§ AIM OF THE EXERCISE:
Nothing but the lines from the one containing "of the rosemary" through the one containing "pastry in this photo as integer pixel values.", both included, should be given again, each exactly as written below.
═══ PROVIDED ENTRIES
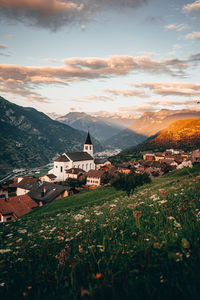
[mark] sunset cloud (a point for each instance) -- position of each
(172, 88)
(177, 27)
(53, 14)
(192, 7)
(193, 36)
(78, 69)
(2, 46)
(127, 93)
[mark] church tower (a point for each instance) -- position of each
(88, 147)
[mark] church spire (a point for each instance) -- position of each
(88, 139)
(88, 147)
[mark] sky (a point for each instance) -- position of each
(107, 57)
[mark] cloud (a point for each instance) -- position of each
(193, 36)
(127, 93)
(172, 88)
(77, 69)
(156, 105)
(2, 46)
(177, 27)
(53, 14)
(51, 60)
(192, 7)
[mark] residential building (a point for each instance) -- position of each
(15, 207)
(94, 177)
(82, 160)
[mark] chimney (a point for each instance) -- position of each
(43, 192)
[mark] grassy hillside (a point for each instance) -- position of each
(102, 244)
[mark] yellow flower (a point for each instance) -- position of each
(98, 275)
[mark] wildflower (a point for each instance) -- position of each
(2, 284)
(98, 275)
(137, 215)
(162, 201)
(4, 251)
(78, 217)
(170, 218)
(22, 230)
(84, 293)
(80, 249)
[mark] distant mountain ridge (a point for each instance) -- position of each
(182, 134)
(100, 127)
(150, 123)
(30, 138)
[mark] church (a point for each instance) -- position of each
(82, 160)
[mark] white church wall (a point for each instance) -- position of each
(85, 165)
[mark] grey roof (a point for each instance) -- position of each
(79, 156)
(88, 139)
(47, 192)
(62, 158)
(75, 171)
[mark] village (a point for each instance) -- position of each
(77, 171)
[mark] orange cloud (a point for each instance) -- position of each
(26, 78)
(193, 36)
(53, 14)
(192, 7)
(127, 93)
(172, 88)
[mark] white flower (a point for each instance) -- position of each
(22, 230)
(78, 217)
(4, 251)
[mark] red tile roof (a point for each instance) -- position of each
(62, 158)
(18, 205)
(95, 173)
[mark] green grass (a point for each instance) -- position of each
(102, 244)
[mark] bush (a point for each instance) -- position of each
(129, 182)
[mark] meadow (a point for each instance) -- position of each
(102, 244)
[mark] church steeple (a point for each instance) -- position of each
(88, 147)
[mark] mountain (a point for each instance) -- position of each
(152, 122)
(30, 138)
(147, 125)
(100, 127)
(125, 139)
(182, 134)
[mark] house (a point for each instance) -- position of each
(48, 178)
(25, 185)
(149, 156)
(185, 163)
(4, 191)
(196, 155)
(101, 162)
(159, 156)
(15, 207)
(74, 173)
(48, 192)
(82, 160)
(94, 177)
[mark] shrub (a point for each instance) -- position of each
(129, 182)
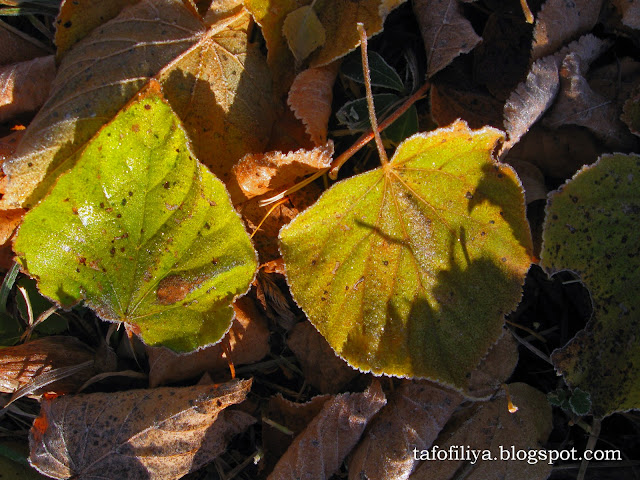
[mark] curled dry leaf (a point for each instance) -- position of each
(23, 363)
(320, 449)
(578, 104)
(17, 46)
(322, 368)
(338, 19)
(257, 174)
(477, 108)
(630, 10)
(24, 86)
(413, 418)
(290, 415)
(310, 99)
(530, 100)
(162, 433)
(76, 20)
(560, 21)
(248, 343)
(532, 180)
(445, 32)
(416, 413)
(489, 426)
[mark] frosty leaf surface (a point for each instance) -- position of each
(408, 269)
(591, 229)
(142, 232)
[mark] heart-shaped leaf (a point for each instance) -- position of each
(408, 270)
(143, 232)
(589, 229)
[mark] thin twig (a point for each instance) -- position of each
(367, 86)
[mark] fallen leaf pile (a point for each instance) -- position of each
(198, 286)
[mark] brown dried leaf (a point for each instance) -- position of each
(532, 180)
(631, 112)
(413, 418)
(259, 173)
(322, 368)
(161, 433)
(221, 90)
(557, 152)
(17, 46)
(490, 426)
(530, 100)
(25, 86)
(265, 239)
(630, 10)
(91, 86)
(21, 364)
(445, 32)
(559, 21)
(478, 109)
(248, 343)
(502, 58)
(321, 448)
(578, 104)
(416, 413)
(76, 20)
(293, 416)
(310, 99)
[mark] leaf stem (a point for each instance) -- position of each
(367, 85)
(366, 138)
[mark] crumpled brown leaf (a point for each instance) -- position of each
(560, 21)
(445, 32)
(23, 363)
(630, 10)
(413, 418)
(161, 433)
(259, 173)
(322, 368)
(290, 415)
(416, 413)
(248, 343)
(578, 104)
(17, 46)
(310, 99)
(530, 100)
(320, 449)
(25, 86)
(490, 426)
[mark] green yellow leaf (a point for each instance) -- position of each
(143, 232)
(589, 229)
(216, 81)
(408, 269)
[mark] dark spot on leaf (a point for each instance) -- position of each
(172, 289)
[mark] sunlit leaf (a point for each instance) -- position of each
(143, 232)
(590, 228)
(409, 269)
(382, 74)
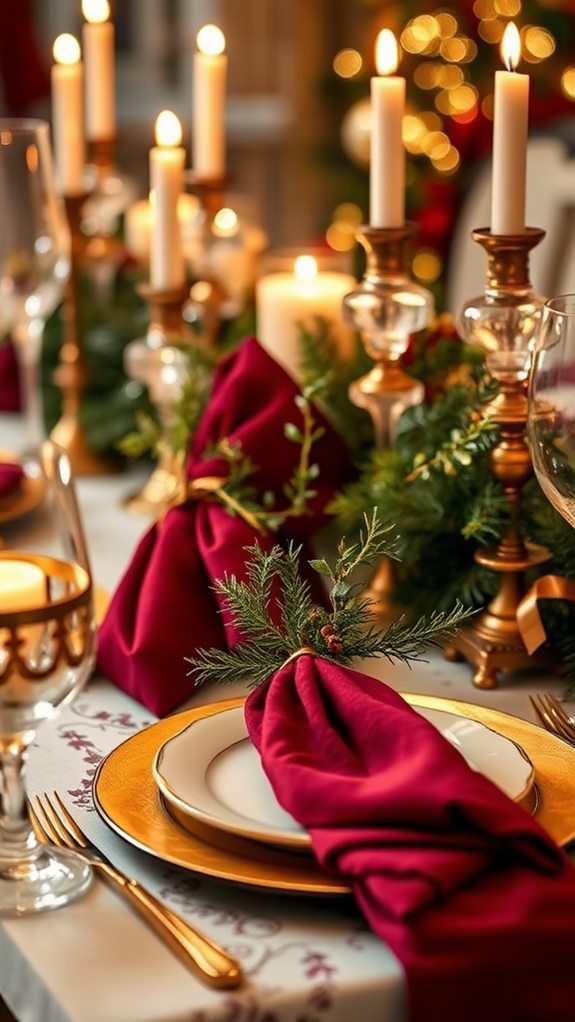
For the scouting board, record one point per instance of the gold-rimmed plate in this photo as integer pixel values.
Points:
(25, 498)
(127, 797)
(209, 773)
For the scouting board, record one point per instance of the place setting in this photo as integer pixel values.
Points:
(287, 558)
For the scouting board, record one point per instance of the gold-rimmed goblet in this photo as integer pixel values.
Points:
(47, 649)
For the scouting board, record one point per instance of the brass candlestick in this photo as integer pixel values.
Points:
(386, 308)
(203, 310)
(72, 375)
(161, 367)
(502, 321)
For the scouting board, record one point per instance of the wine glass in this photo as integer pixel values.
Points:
(552, 405)
(34, 250)
(47, 651)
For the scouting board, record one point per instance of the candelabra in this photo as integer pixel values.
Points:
(72, 375)
(502, 321)
(386, 308)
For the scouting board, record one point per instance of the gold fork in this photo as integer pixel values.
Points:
(53, 824)
(554, 716)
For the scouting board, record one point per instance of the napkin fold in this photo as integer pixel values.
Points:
(164, 608)
(10, 478)
(468, 890)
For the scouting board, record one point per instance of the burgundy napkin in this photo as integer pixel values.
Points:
(164, 608)
(10, 478)
(472, 895)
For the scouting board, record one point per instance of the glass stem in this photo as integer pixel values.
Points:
(28, 342)
(17, 841)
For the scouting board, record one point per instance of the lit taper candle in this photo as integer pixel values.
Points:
(208, 113)
(511, 114)
(387, 165)
(97, 40)
(67, 113)
(166, 179)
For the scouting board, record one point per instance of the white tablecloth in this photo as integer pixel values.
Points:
(94, 961)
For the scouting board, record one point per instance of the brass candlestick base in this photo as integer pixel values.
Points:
(70, 375)
(506, 321)
(165, 312)
(386, 308)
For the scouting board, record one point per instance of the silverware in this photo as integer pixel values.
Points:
(54, 825)
(554, 716)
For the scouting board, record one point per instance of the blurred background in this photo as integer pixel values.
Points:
(298, 86)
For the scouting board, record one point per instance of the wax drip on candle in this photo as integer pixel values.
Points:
(96, 11)
(511, 46)
(66, 49)
(210, 40)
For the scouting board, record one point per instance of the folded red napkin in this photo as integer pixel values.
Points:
(10, 478)
(467, 889)
(163, 608)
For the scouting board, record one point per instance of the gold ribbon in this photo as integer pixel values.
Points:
(299, 652)
(211, 485)
(528, 617)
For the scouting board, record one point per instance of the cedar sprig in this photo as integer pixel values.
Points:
(274, 611)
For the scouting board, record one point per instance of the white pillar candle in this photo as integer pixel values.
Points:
(97, 39)
(67, 113)
(208, 103)
(285, 302)
(22, 587)
(166, 180)
(139, 220)
(511, 114)
(387, 164)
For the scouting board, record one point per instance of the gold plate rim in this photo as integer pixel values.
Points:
(28, 497)
(129, 801)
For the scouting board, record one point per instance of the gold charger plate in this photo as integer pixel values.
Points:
(28, 496)
(127, 797)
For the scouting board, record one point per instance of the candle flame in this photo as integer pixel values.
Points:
(387, 53)
(96, 10)
(305, 269)
(511, 46)
(210, 40)
(66, 49)
(168, 129)
(226, 223)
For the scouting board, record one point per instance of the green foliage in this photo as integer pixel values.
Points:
(187, 412)
(112, 402)
(328, 376)
(274, 611)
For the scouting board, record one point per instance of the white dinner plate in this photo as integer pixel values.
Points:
(212, 775)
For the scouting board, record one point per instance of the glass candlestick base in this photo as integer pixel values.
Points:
(386, 308)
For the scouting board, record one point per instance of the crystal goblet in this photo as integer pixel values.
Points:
(47, 650)
(552, 405)
(34, 250)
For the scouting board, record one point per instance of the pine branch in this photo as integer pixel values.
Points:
(346, 632)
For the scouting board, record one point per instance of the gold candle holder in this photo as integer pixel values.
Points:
(206, 295)
(72, 374)
(505, 322)
(164, 307)
(146, 361)
(386, 308)
(63, 628)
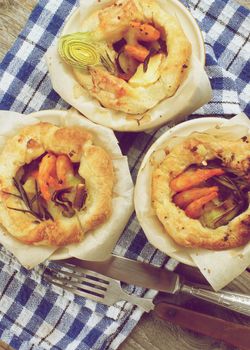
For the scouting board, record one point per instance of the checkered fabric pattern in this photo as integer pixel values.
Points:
(33, 314)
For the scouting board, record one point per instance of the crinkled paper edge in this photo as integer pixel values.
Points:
(194, 91)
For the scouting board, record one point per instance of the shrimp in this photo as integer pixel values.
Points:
(137, 52)
(145, 32)
(183, 199)
(64, 169)
(47, 175)
(190, 179)
(194, 209)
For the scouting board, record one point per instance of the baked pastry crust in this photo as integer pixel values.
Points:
(95, 167)
(196, 149)
(110, 24)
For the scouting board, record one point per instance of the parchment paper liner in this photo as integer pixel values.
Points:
(97, 244)
(218, 267)
(194, 91)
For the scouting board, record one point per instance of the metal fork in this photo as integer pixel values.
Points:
(92, 285)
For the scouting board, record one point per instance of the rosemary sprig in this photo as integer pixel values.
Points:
(12, 194)
(42, 212)
(24, 211)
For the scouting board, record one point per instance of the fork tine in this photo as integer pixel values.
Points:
(81, 278)
(98, 299)
(87, 272)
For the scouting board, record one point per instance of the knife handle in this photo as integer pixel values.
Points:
(232, 333)
(231, 300)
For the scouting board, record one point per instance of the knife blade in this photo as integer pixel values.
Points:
(148, 276)
(132, 272)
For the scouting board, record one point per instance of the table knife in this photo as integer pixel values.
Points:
(149, 276)
(160, 279)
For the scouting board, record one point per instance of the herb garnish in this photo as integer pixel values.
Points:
(41, 212)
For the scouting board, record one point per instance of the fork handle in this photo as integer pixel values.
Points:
(144, 303)
(232, 333)
(234, 301)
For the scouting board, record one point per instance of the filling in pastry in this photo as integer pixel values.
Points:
(213, 194)
(129, 55)
(200, 190)
(50, 186)
(55, 185)
(138, 53)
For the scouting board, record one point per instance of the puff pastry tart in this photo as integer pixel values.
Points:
(130, 55)
(200, 191)
(55, 185)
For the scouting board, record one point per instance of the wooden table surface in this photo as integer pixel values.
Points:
(151, 333)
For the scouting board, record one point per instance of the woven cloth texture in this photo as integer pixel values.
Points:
(33, 314)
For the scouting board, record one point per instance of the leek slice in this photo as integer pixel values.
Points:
(81, 50)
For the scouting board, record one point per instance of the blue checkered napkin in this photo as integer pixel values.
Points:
(34, 315)
(226, 30)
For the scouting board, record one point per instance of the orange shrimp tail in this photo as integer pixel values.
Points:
(64, 168)
(190, 179)
(145, 32)
(137, 52)
(183, 199)
(46, 172)
(194, 209)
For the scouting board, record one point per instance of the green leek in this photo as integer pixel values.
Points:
(81, 50)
══════
§ TASK RESULT:
For the scouting board, record one point per instance of the rosemary sprig in this photo as integer pixel values.
Points:
(12, 194)
(42, 212)
(24, 211)
For the scouting board, record one point per instance of the fork tine in this photo as integer pixel values.
Points:
(81, 278)
(98, 299)
(87, 272)
For the scouting board, record one point per instance of the knife handle in this photo as integer pixel values.
Points:
(232, 333)
(231, 300)
For the scouting board, record one point per instance of the knife blade in this photo as integer pixel values.
Points:
(148, 276)
(132, 272)
For the scouting board, record one point per instance of the table knife in this photo as integer pixel values.
Points:
(149, 276)
(160, 279)
For the scouting board, record one point per instance of the herb garnish in this photo as integer pixel values.
Points:
(41, 212)
For the scouting board, record one point per instance of the fork handle in this photo as integer pixel values.
Points:
(144, 303)
(232, 333)
(234, 301)
For the scouting board, record one point per instance of the filling in pastry in this photo as integer pixel values.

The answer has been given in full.